#### [What you have to do]
Which lines in the entries below contain the string "blue" with the same capitalization? Pick out each such line and copy it in full.

#### [Material provided]
###

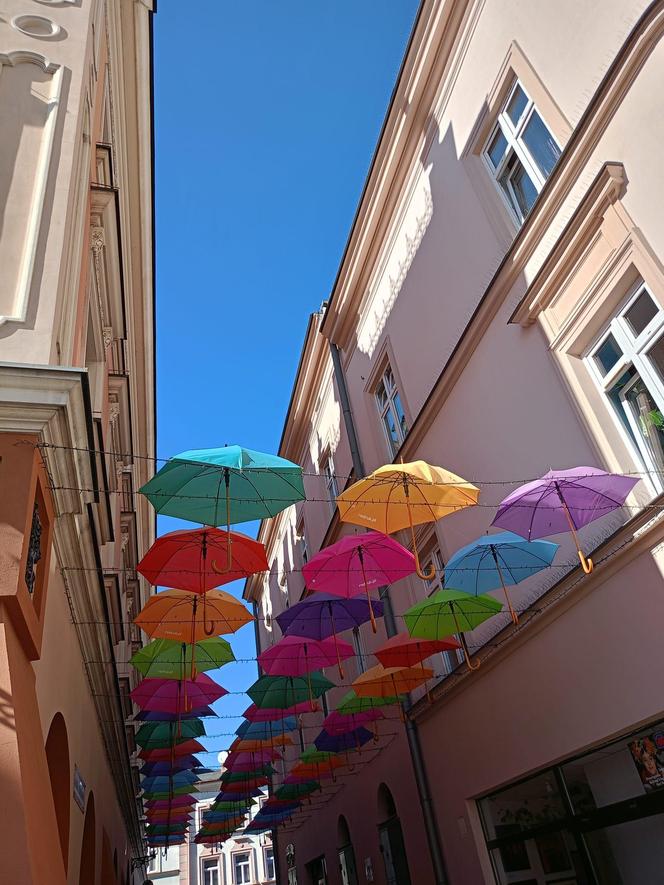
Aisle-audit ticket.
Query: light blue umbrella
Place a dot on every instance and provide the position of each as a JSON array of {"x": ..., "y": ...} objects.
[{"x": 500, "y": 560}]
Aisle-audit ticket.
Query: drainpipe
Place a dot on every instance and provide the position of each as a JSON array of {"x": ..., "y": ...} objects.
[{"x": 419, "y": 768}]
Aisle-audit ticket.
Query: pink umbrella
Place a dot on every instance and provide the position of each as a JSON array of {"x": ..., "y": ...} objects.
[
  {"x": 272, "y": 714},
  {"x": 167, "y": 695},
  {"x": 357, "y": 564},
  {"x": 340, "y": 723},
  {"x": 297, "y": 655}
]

###

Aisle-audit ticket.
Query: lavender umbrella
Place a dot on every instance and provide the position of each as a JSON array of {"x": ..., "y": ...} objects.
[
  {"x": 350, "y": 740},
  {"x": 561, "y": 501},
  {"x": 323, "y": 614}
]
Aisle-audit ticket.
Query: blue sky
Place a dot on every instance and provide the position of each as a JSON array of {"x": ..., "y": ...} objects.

###

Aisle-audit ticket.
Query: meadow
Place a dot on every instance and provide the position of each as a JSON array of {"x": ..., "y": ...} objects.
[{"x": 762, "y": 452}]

###

#### [Written answer]
Query: light blue umbrella
Query: blue sky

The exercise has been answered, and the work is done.